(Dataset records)

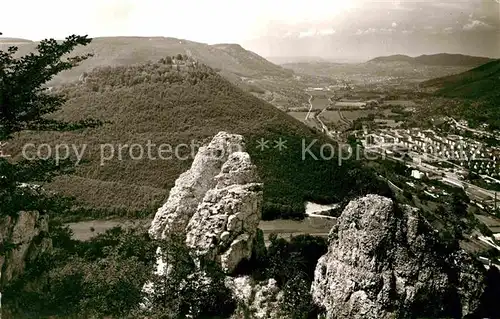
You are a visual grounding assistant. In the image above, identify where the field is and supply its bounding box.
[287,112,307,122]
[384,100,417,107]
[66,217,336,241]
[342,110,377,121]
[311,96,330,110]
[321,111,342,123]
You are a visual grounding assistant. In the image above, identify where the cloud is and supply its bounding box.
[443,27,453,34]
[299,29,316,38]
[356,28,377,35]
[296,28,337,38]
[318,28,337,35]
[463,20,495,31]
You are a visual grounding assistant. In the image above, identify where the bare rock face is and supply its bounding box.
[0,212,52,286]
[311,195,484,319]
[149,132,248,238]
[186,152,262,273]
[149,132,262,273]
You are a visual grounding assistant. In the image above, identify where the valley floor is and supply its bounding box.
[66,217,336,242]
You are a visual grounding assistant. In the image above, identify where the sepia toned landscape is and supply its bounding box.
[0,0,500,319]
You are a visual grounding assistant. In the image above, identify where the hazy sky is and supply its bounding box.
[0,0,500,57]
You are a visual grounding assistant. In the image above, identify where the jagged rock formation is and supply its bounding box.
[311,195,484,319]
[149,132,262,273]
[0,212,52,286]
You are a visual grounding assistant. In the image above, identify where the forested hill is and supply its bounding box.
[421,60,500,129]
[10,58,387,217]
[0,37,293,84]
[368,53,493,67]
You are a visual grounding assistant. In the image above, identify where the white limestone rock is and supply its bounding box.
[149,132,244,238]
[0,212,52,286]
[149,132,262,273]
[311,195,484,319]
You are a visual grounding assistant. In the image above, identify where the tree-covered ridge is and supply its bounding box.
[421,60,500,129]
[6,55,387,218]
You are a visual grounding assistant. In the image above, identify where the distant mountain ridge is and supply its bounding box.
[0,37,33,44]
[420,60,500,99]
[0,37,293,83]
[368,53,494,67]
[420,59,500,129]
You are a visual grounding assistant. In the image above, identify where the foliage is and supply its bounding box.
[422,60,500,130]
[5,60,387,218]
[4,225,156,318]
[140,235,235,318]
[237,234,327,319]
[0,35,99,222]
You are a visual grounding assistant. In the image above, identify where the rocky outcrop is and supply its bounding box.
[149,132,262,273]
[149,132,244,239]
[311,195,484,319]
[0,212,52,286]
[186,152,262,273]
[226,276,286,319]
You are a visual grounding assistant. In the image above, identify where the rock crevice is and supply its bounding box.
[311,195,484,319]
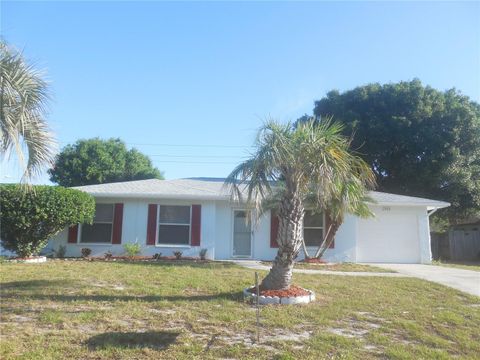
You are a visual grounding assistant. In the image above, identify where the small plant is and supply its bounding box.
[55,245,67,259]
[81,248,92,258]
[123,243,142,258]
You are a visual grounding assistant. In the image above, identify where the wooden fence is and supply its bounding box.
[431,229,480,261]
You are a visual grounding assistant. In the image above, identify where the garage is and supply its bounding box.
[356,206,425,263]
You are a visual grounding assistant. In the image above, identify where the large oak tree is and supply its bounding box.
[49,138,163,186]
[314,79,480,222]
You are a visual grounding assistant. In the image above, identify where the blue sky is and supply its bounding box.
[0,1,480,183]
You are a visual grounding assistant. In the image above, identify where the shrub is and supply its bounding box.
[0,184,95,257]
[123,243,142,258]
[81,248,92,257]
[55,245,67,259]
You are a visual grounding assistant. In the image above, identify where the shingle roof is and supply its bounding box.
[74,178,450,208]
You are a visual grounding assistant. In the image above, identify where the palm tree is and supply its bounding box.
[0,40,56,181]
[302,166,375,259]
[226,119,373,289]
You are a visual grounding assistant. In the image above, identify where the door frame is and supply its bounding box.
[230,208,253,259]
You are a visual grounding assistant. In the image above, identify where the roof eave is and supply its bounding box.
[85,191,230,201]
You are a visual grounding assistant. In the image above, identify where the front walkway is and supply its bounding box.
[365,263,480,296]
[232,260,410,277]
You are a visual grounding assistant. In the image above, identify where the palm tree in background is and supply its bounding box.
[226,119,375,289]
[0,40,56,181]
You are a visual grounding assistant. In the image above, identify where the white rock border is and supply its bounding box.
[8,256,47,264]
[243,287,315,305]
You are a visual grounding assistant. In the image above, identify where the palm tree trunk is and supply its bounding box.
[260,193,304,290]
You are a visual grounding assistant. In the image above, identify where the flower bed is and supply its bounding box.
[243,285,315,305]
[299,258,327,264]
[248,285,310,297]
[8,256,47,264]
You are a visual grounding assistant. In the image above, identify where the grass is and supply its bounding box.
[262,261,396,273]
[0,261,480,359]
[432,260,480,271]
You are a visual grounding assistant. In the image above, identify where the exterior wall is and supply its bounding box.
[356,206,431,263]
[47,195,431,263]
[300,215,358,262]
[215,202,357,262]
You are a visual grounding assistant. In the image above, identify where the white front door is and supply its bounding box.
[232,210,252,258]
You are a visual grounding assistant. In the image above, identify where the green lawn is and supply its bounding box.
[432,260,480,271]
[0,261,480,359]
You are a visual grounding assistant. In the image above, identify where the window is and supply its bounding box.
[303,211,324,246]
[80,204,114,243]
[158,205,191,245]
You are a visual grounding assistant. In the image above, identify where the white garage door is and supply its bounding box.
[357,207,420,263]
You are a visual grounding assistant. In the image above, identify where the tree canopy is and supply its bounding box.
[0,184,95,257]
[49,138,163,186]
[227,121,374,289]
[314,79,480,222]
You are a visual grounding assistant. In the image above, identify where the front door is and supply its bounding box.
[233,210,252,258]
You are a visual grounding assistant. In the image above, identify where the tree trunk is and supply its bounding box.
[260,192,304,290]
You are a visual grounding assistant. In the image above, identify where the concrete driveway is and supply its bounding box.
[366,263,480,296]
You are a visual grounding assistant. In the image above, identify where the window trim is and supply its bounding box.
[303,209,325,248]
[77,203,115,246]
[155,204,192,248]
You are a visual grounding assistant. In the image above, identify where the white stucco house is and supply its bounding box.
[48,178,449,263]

▶ To be done
Copy out every one of the dataset records above line for line, omitting the pictures.

▶ Output for this exercise
You are a visual grounding assistant. In the image above, identify where the field is and supply its bounding box.
[287,112,307,122]
[384,100,417,107]
[66,217,336,241]
[342,110,377,121]
[311,96,330,110]
[321,111,342,123]
You are a visual grounding assistant. In the image above, identify where the cloud is and supply its bounding box.
[443,27,453,34]
[299,29,316,38]
[356,28,377,35]
[296,28,337,38]
[318,28,337,35]
[463,20,495,31]
You are a visual grounding assistant. In the image above, identify where the bare rock face is and supply its bounding box.
[0,212,52,286]
[311,195,484,319]
[149,132,248,238]
[186,152,262,273]
[149,132,262,273]
You are a visual grounding assistant. In the image above, identify where the valley floor is and supply its bounding box.
[66,217,336,242]
You are a visual grounding assistant. In the image above, identify where the sepia toned landscape is and supply its bounding box.
[0,0,500,319]
You are a visual grounding assistant. In the image above, identify where the hazy sky is and supply its bounding box.
[0,0,500,57]
You are a visual grounding assistant. In the image above, identify where the jagged rock formation is and supply its bounding box.
[311,195,484,319]
[149,132,262,273]
[0,212,52,286]
You are a visual grounding assistant. In the image above, identify where the forested hill is and supply its bounding box.
[421,60,500,129]
[10,58,387,217]
[0,37,293,84]
[368,53,493,67]
You are a visual grounding assistant. In the image above, identify where the white limestone rock is and supply its bounding box.
[149,132,244,238]
[0,212,52,286]
[149,132,262,273]
[311,195,484,319]
You are a visual grounding assistant. In the image above, identify where the tree-covered ridge is and supply its bounding box.
[421,60,500,129]
[6,55,387,218]
You are a visual grounding assistant. In the image above, identify where the distant mountain ridge is and supply its bounding box.
[0,37,33,44]
[420,60,500,99]
[0,37,293,83]
[368,53,494,67]
[420,59,500,129]
You are a visual grounding assistant. In the image above, identify where the foliage is and supply its bounding box.
[422,60,500,130]
[5,60,387,218]
[4,225,156,318]
[140,235,235,318]
[237,234,327,319]
[0,35,99,222]
You are a visual grounding assistant. In the image above, identify where the rocky outcrop is and supply its bounding box.
[149,132,262,273]
[149,132,244,239]
[311,195,484,319]
[0,212,52,286]
[186,152,262,273]
[226,276,286,319]
You are a visual grounding assistant. In the image above, identify where the rock crevice is and supply its bounding box.
[311,195,484,319]
You are a visual grounding assistant. In the image above, identify where the small plant is and supply its bounding box.
[55,245,67,259]
[81,248,92,258]
[123,243,142,258]
You are a visual grounding assistant. In the image above, identify where the wooden fence is and supply its bounding box.
[431,229,480,261]
You are a visual grounding assistant. In the image above, identify where the garage is and supply its bounding box.
[356,206,425,263]
You are a visual grounding assistant. In the image above, identify where the large oak tree is and supply its bounding box.
[49,138,163,186]
[314,79,480,222]
You are a visual grounding assistant. In the image above, identify where the blue sky is and supply its bounding box.
[0,1,480,183]
You are a visual grounding assistant. In the image above, identify where the shrub is and supply its bounding box.
[0,184,95,257]
[123,243,142,258]
[81,248,92,257]
[55,245,67,259]
You are a visual grounding assistant. In the image above, identify where the shingle roof is and supply its bounding box.
[74,178,450,208]
You are a visual grounding assistant. In the image above, identify where the palm tree is and supply its bounding box.
[0,40,56,181]
[302,166,375,259]
[226,119,373,289]
You are a visual grounding assistant. In the image above, identify where the door frame is and supply its bounding box.
[230,208,253,259]
You are a visual grounding assistant. In the image above, identify where the roof eave is and supply its bounding box.
[85,191,230,201]
You are a visual grounding assistant. In the image above, identify where the front walkway is and supply its bounding box.
[365,263,480,296]
[232,260,410,277]
You are a visual grounding assistant. In the image above, identify where the palm tree in background is and supply its bounding box.
[226,119,375,289]
[0,40,56,181]
You are a visual grounding assistant. In the image above, identify where the white rock border is and supply its bounding box.
[8,256,47,264]
[243,287,315,305]
You are a visual grounding assistant. In the image above, identify where the palm tree trunk is and supply its bounding box.
[260,193,304,290]
You are a visual grounding assistant. In the image above, identify where the flower bed is and supply its bounding box.
[243,285,315,305]
[299,258,327,264]
[248,285,310,297]
[8,256,47,264]
You are a visual grounding assistant. In the image above, identify where the grass is and supply its bounding box.
[262,261,396,273]
[0,261,480,359]
[432,260,480,271]
You are a visual grounding assistant. In the image above, identify where the exterior wall is and supply its bounding box.
[356,206,431,263]
[47,195,431,263]
[300,215,358,262]
[215,202,357,262]
You are a visual grounding assistant. In the image above, identify where the white front door is and supply its bounding box.
[232,210,252,258]
You are a visual grounding assistant. In the image above, identify where the green lawn is and supply its bounding box.
[432,260,480,271]
[0,261,480,359]
You are a visual grounding assistant. In the image above, identify where the window is and supply its bounding box.
[303,211,324,246]
[80,204,114,243]
[158,205,191,245]
You are a visual grounding assistant. In the image above, identify where the white garage door is and supply its bounding box.
[357,207,420,263]
You are a visual grounding assistant. In the image above, identify where the tree canopy is and supply its bounding box.
[0,184,95,257]
[49,138,163,186]
[227,121,374,289]
[314,79,480,222]
You are a visual grounding assistant. In the image above, identify where the front door is and supply its bounding box.
[233,210,252,258]
You are a visual grounding assistant. In the image above, identify where the tree trunk is and supply its bounding box.
[260,192,304,290]
You are a visual grounding assistant. In the image above, identify where the concrete driveway is and supply its bounding box.
[366,263,480,296]
You are a visual grounding assistant. In the image above, identify where the window trim is and supply its bounding box.
[303,209,325,248]
[77,203,115,246]
[155,204,192,248]
You are a visual grounding assistant. In the image above, identify where the white stucco house is and supply its bounding box.
[48,178,449,263]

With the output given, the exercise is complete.